**PROVIDED TEXT**
####
Tag Archives: Spider-Man

Marvel’s Top Ten Stories: 1961-1965

Presenting, just for fun, Marvel Comics’ ten best stories from 1961-1965!

Why only a five-year period? For proper apples-to-apples comparisons, firstly. The comics medium has changed quite a bit over the years, so it’s hardly fair to compare, say, ten-year-old comics to fifty-year-old comics. Plus, the shorter period is more manageable and allows me to highlight more great books over time—sometimes complete storylines, sometimes standout single issues, whatever is merited. (I’ll get to later periods…eventually. And note that these are grouped by release date, not cover date.)

So we begin at the dawn of the Marvel Universe. True, many books from this era don’t hold up particularly well, not to the adult reader. They are dated indeed. But in the foundation of each series are strong, enduring concepts and flawed but heroic characters that people of varied backgrounds can relate to. Plus, the old comics offer plenty of charm with their fast-paced displays of free-flowing imagination. Looking back on these early issues, it’s not hard to see why the characters have survived the decades.

(Spoilers ahead, but these came out over five decades ago, so…)

Let’s get to it. As Stan Lee would say, Face Front, True Believers! Make Mine Marvel! Excelsior! ’Nuff Said!

Wait. Not ’Nuff Said yet. We need the list…

10) The Amazing Spider-Man #3 (by Stan Lee and Steve Ditko)

The superhero genre has a simple but effective formula: The hero almost loses to the villain but ultimately prevails, often improving him or herself along the way. Doctor Octopus’s debut shows an early example of that formula in action, back when flawed superheroes were still a fresh idea. As the book opens, Spider-Man is feeling supremely confident in his crimefighting abilities, and he’s itching for a challenge.

And he gets one, and he gets clobbered, leading Peter to wonder if he’s even cut out for this superhero lifestyle after all. So he’s got a choice: quit, or try again but do it better this time.

Peter Parker is still growing into his role at this stage, and that’s part of what made this series so novel—the superhero was actually growing as a person.

And we haven’t seen the last of Spider-Man on this list. The Amazing Spider-Man was easily Marvel’s strongest series of this era. Continue reading

Today’s Super Comic — The Amazing Spider-Man #229-230 (1982)

Spider-Man is best as the underdog. Against the unstoppable Juggernaut, yeah, he’s very much the underdog.

In The Amazing Spider-Man #229, Juggernaut pursues the psychic Madame Web, and only Spider-Man is available to come to her aid. But he’s totally ineffectual against an invulnerable opponent who’s as strong as the Hulk. He seeks help from other superheroes, but they’re all out of reach (conveniently for the story, inconveniently for Spidey). It’s all on him. He tries. He fails.
####
**WHAT IS ASKED**
(1) Update the Marvel comics post: begin at the words "10) The Amazing" and stop after "for a challenge.", swapping "Doctor Octopus" for "Doc Ock".
(2) Why does the Marvel comics post limit its ranking to a five-year period?

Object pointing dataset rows
####
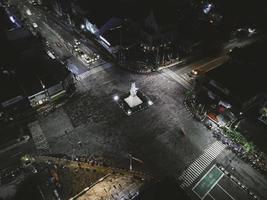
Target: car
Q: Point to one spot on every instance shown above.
(182, 131)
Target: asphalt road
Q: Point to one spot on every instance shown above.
(11, 156)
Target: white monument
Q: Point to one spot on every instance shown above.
(133, 100)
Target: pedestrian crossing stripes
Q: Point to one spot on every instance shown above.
(200, 164)
(184, 82)
(38, 137)
(94, 70)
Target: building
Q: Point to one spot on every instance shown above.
(239, 84)
(32, 79)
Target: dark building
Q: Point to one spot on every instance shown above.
(32, 77)
(240, 83)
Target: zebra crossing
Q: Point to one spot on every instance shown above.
(38, 137)
(200, 164)
(183, 80)
(94, 70)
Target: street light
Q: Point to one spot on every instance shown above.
(116, 98)
(150, 103)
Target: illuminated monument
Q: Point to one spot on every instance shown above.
(133, 101)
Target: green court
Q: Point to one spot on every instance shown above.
(207, 182)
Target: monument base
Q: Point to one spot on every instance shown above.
(131, 105)
(133, 101)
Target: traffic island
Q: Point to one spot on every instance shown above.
(133, 101)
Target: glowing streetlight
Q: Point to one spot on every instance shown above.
(116, 98)
(150, 103)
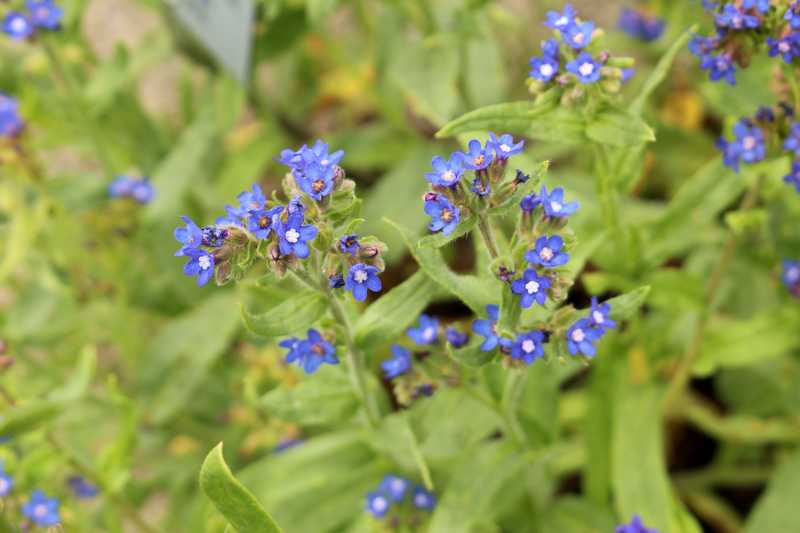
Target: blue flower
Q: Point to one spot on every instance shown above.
(547, 252)
(45, 14)
(17, 25)
(293, 235)
(395, 487)
(585, 68)
(488, 328)
(43, 511)
(200, 264)
(793, 177)
(528, 347)
(581, 337)
(456, 338)
(349, 244)
(262, 222)
(636, 526)
(446, 173)
(578, 36)
(423, 499)
(477, 156)
(445, 216)
(554, 205)
(82, 488)
(504, 146)
(399, 364)
(427, 332)
(377, 504)
(362, 278)
(190, 237)
(792, 142)
(599, 316)
(561, 21)
(531, 288)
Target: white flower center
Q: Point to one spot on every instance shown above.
(586, 69)
(292, 236)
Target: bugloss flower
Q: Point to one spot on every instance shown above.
(477, 156)
(427, 332)
(585, 68)
(445, 216)
(487, 328)
(547, 252)
(446, 173)
(581, 337)
(200, 264)
(554, 205)
(43, 511)
(362, 278)
(531, 288)
(636, 526)
(399, 364)
(528, 347)
(294, 234)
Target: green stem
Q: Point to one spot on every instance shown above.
(681, 377)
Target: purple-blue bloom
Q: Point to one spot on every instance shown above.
(427, 332)
(547, 252)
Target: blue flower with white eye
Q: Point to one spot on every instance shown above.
(554, 204)
(362, 278)
(395, 487)
(378, 504)
(547, 252)
(487, 328)
(528, 347)
(45, 14)
(43, 511)
(456, 338)
(293, 235)
(446, 173)
(399, 364)
(427, 332)
(423, 499)
(445, 216)
(585, 68)
(531, 288)
(581, 337)
(262, 222)
(200, 264)
(578, 36)
(191, 236)
(599, 316)
(17, 26)
(561, 21)
(636, 526)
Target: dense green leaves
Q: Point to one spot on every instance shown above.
(232, 499)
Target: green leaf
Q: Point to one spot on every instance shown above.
(393, 312)
(291, 316)
(232, 499)
(617, 127)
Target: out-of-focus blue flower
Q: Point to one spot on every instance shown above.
(427, 332)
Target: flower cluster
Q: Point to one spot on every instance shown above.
(450, 203)
(640, 25)
(39, 15)
(742, 27)
(139, 189)
(566, 60)
(392, 495)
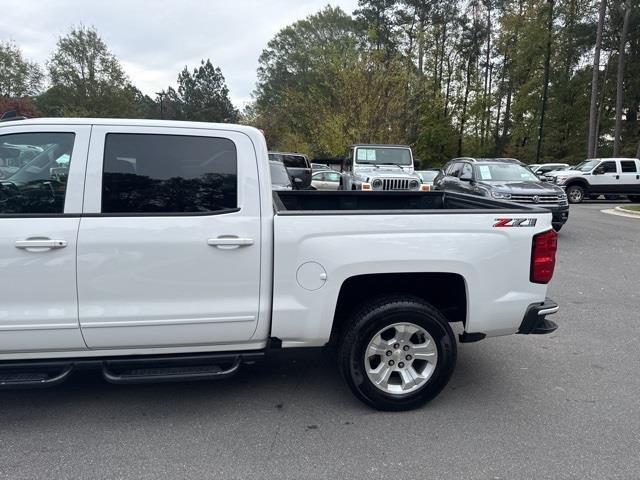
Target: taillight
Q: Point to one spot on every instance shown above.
(543, 256)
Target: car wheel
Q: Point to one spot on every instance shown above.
(575, 194)
(397, 353)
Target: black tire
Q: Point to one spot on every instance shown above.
(365, 324)
(575, 193)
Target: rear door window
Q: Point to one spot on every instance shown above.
(295, 161)
(165, 174)
(609, 167)
(628, 166)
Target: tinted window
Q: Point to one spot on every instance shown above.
(168, 174)
(33, 172)
(295, 161)
(279, 175)
(332, 177)
(608, 167)
(454, 170)
(628, 166)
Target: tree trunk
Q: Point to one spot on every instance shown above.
(464, 106)
(487, 85)
(545, 87)
(603, 92)
(620, 80)
(594, 81)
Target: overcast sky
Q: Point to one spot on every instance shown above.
(155, 39)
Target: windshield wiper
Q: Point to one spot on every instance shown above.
(394, 164)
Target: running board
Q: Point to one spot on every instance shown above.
(128, 370)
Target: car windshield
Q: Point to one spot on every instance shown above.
(279, 175)
(383, 156)
(586, 166)
(505, 172)
(427, 175)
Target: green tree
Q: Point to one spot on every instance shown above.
(18, 76)
(203, 95)
(88, 80)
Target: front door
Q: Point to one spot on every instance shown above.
(40, 206)
(169, 245)
(608, 181)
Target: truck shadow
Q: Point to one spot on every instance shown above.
(302, 380)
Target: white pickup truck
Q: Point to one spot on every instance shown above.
(156, 251)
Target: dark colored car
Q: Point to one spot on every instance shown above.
(280, 179)
(298, 166)
(503, 179)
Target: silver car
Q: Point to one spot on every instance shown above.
(326, 180)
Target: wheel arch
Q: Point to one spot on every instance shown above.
(445, 291)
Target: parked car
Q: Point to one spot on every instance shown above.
(280, 179)
(326, 180)
(427, 177)
(379, 168)
(503, 179)
(164, 255)
(600, 176)
(298, 166)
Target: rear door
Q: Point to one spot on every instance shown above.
(629, 177)
(169, 244)
(608, 181)
(40, 206)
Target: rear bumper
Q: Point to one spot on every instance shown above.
(535, 321)
(560, 214)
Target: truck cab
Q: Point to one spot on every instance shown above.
(373, 167)
(600, 176)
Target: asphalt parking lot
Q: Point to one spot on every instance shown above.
(566, 405)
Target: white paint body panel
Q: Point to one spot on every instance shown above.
(493, 262)
(153, 285)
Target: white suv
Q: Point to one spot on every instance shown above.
(608, 176)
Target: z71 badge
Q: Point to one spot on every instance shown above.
(515, 222)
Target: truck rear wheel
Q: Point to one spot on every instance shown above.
(397, 353)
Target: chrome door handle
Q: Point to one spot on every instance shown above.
(229, 242)
(41, 243)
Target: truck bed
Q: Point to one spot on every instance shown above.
(324, 202)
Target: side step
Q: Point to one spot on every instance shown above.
(127, 370)
(176, 369)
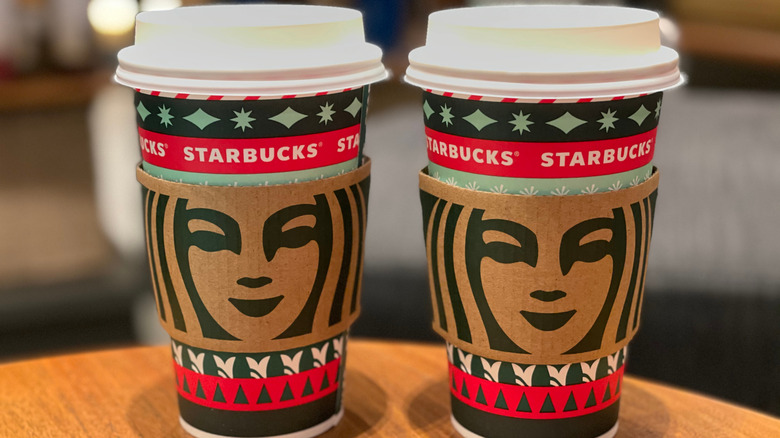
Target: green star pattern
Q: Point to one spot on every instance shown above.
(608, 121)
(446, 115)
(326, 115)
(243, 120)
(521, 122)
(165, 116)
(354, 107)
(427, 110)
(142, 111)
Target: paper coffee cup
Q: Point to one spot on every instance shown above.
(251, 126)
(538, 296)
(553, 99)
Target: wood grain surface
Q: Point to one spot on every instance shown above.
(392, 389)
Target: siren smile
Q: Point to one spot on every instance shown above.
(256, 308)
(547, 321)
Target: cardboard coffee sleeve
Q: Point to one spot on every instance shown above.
(537, 279)
(251, 269)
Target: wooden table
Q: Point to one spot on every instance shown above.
(130, 393)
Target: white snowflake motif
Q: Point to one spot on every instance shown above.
(491, 370)
(176, 353)
(472, 185)
(292, 365)
(558, 377)
(590, 190)
(258, 368)
(225, 366)
(465, 361)
(320, 355)
(523, 377)
(499, 189)
(612, 360)
(338, 346)
(529, 191)
(617, 185)
(197, 361)
(589, 371)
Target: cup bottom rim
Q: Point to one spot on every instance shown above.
(465, 433)
(306, 433)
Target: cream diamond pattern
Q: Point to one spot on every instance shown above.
(566, 122)
(479, 120)
(640, 115)
(288, 117)
(201, 119)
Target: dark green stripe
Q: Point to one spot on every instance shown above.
(260, 110)
(461, 323)
(644, 258)
(259, 423)
(178, 318)
(540, 114)
(336, 308)
(496, 426)
(150, 195)
(435, 263)
(359, 262)
(623, 326)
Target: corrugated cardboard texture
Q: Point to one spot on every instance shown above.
(537, 279)
(253, 269)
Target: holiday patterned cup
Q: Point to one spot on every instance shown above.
(543, 147)
(255, 192)
(538, 204)
(250, 140)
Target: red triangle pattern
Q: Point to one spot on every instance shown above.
(252, 388)
(535, 395)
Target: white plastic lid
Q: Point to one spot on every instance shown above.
(561, 51)
(250, 50)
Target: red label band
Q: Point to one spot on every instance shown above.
(535, 402)
(247, 394)
(540, 160)
(249, 155)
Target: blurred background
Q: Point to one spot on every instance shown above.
(73, 273)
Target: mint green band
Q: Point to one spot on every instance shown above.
(541, 186)
(251, 179)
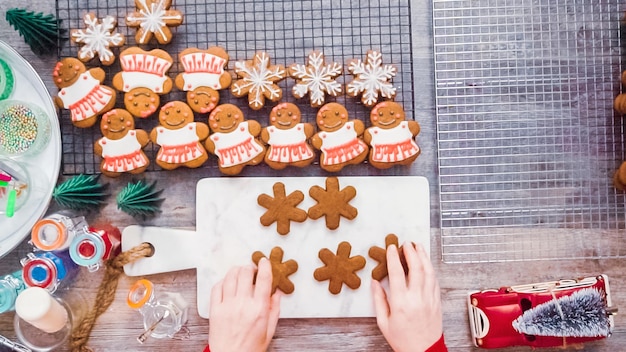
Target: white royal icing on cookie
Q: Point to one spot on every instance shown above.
(97, 38)
(392, 145)
(236, 147)
(371, 78)
(153, 18)
(258, 79)
(288, 146)
(316, 78)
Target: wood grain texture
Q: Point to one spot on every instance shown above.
(117, 329)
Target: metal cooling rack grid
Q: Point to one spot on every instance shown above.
(527, 136)
(287, 30)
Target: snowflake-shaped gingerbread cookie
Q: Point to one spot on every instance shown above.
(371, 79)
(316, 78)
(97, 39)
(153, 18)
(258, 80)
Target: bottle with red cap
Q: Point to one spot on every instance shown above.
(95, 245)
(47, 269)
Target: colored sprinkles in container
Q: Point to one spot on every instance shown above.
(18, 128)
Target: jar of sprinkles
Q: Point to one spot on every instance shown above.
(24, 128)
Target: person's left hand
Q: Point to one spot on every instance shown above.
(243, 314)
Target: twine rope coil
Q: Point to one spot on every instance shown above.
(106, 294)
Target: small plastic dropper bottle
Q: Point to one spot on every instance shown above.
(164, 314)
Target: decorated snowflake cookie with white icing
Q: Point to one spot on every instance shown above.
(316, 78)
(371, 79)
(258, 80)
(97, 39)
(154, 18)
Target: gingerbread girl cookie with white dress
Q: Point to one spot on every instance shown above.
(233, 139)
(204, 76)
(179, 137)
(121, 148)
(391, 136)
(338, 138)
(81, 91)
(143, 79)
(287, 138)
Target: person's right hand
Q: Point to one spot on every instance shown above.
(409, 315)
(244, 315)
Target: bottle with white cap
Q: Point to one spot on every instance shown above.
(42, 322)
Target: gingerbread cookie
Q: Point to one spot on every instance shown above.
(179, 137)
(282, 208)
(154, 18)
(338, 138)
(280, 270)
(287, 138)
(316, 78)
(234, 139)
(258, 80)
(339, 268)
(81, 91)
(122, 144)
(143, 78)
(391, 136)
(97, 39)
(332, 203)
(380, 255)
(204, 76)
(371, 79)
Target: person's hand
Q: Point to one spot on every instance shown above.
(409, 315)
(243, 315)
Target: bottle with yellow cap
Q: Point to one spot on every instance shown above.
(164, 314)
(56, 231)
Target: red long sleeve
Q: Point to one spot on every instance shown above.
(439, 346)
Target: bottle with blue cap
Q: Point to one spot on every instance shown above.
(47, 269)
(10, 287)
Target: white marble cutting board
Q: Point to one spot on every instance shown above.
(228, 231)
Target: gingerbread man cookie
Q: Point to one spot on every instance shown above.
(234, 139)
(339, 268)
(258, 80)
(97, 39)
(316, 78)
(338, 138)
(122, 144)
(391, 136)
(280, 270)
(153, 18)
(287, 138)
(143, 78)
(81, 91)
(179, 137)
(204, 76)
(371, 79)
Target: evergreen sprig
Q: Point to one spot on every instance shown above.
(80, 192)
(40, 31)
(139, 199)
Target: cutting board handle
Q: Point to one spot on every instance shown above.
(174, 249)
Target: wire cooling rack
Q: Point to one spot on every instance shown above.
(527, 136)
(288, 30)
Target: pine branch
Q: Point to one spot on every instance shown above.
(41, 32)
(80, 192)
(139, 199)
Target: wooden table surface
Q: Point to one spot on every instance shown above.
(118, 328)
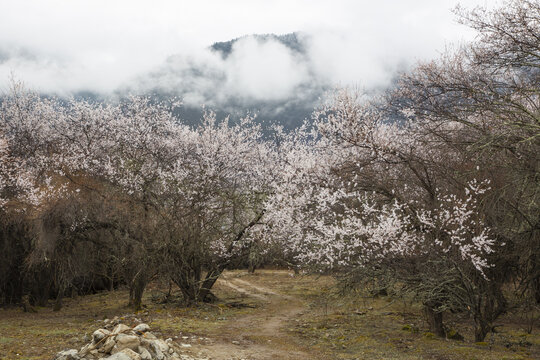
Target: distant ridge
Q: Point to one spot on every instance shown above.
(292, 40)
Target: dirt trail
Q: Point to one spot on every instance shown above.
(258, 336)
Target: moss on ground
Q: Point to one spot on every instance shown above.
(338, 326)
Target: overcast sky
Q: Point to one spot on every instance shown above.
(101, 45)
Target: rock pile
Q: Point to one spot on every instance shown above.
(124, 343)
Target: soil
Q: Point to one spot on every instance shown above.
(258, 336)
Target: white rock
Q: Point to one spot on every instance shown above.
(108, 346)
(118, 356)
(124, 341)
(120, 328)
(71, 354)
(141, 328)
(132, 354)
(100, 334)
(145, 355)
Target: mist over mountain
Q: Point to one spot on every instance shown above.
(269, 75)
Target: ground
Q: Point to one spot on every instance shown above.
(271, 314)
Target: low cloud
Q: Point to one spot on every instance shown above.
(129, 46)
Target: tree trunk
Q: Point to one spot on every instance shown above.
(251, 268)
(204, 293)
(58, 303)
(481, 329)
(435, 321)
(136, 290)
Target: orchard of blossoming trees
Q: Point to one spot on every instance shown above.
(430, 191)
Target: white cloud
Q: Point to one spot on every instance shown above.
(101, 46)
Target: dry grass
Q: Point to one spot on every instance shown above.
(329, 325)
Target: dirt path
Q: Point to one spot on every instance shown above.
(258, 336)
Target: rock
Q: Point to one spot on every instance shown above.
(163, 346)
(124, 341)
(132, 354)
(145, 355)
(99, 335)
(108, 346)
(71, 354)
(141, 328)
(86, 349)
(149, 336)
(120, 328)
(118, 356)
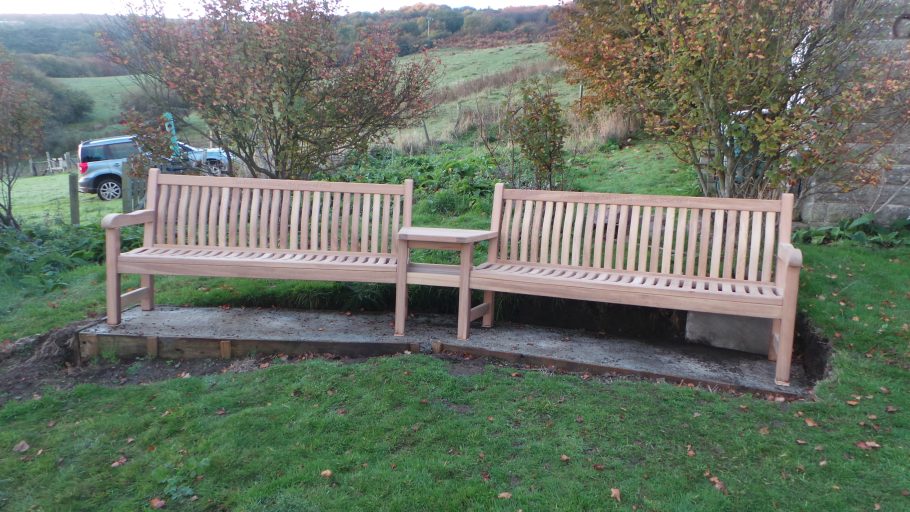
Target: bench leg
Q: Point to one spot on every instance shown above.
####
**REPLIES**
(1)
10) The Amazing Spider-Man #3 (by Stan Lee and Steve Ditko)

The superhero genre has a simple but effective formula: The hero almost loses to the villain but ultimately prevails, often improving him or herself along the way. Doc Ock’s debut shows an early example of that formula in action, back when flawed superheroes were still a fresh idea. As the book opens, Spider-Man is feeling supremely confident in his crimefighting abilities, and he’s itching for a challenge.

(2) The comics medium has changed quite a bit over the years, so comparing comics from very different eras wouldn't be fair. A shorter period is also more manageable and lets the writer highlight more great books over time.